PROBLEMS TO SOLVE:
**a)** Extract the passage on Australian property prices word for word, everything from "Although many have" down to "growth (AFR, 2020).".
**b)** Answer these questions using the passage on Australian property prices:
(i) What share of households aged under 60 could be renting in 20 years?
(ii) Until what year does ANZ expect unemployment to remain above 7 per cent?
(iii) Which three factors may strongly impact the economy in the coming years?

SELECTED TEXT:
....

Although many have predicted a possible fall in property prices, however it does not mean much to young Australians, more than half of households aged under 60 could be renting in 20 years. Many are now suffering from job loss and rent payments which means they are still unable to purchase property (ABC, 2020). “House prices are set to bottom out by June next year, helped by improving affordability, but a recovery is likely to be held back by high unemployment that is expected to remain above 7 per cent until 2022, ANZ predicts”. Even though mortgage deferral serves to help the current situation, the economy may be strongly impacted for the coming years by the fall in the rental market, weaker household income and lower populational growth (AFR, 2020).

....

RECORDED INFORMATION:
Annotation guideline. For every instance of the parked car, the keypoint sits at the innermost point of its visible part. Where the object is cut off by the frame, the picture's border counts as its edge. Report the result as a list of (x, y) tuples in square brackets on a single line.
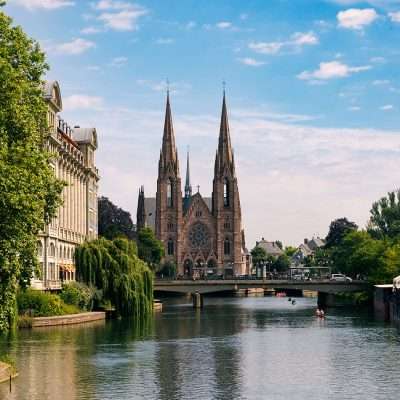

....

THE RESPONSES:
**a)**
Although many have predicted a possible fall in property prices, however it does not mean much to young Australians, more than half of households aged under 60 could be renting in 20 years. Many are now suffering from job loss and rent payments which means they are still unable to purchase property (ABC, 2020). “House prices are set to bottom out by June next year, helped by improving affordability, but a recovery is likely to be held back by high unemployment that is expected to remain above 7 per cent until 2022, ANZ predicts”. Even though mortgage deferral serves to help the current situation, the economy may be strongly impacted for the coming years by the fall in the rental market, weaker household income and lower populational growth (AFR, 2020).

**b)**
(i) More than half.
(ii) 2022.
(iii) The fall in the rental market, weaker household income, and lower populational growth.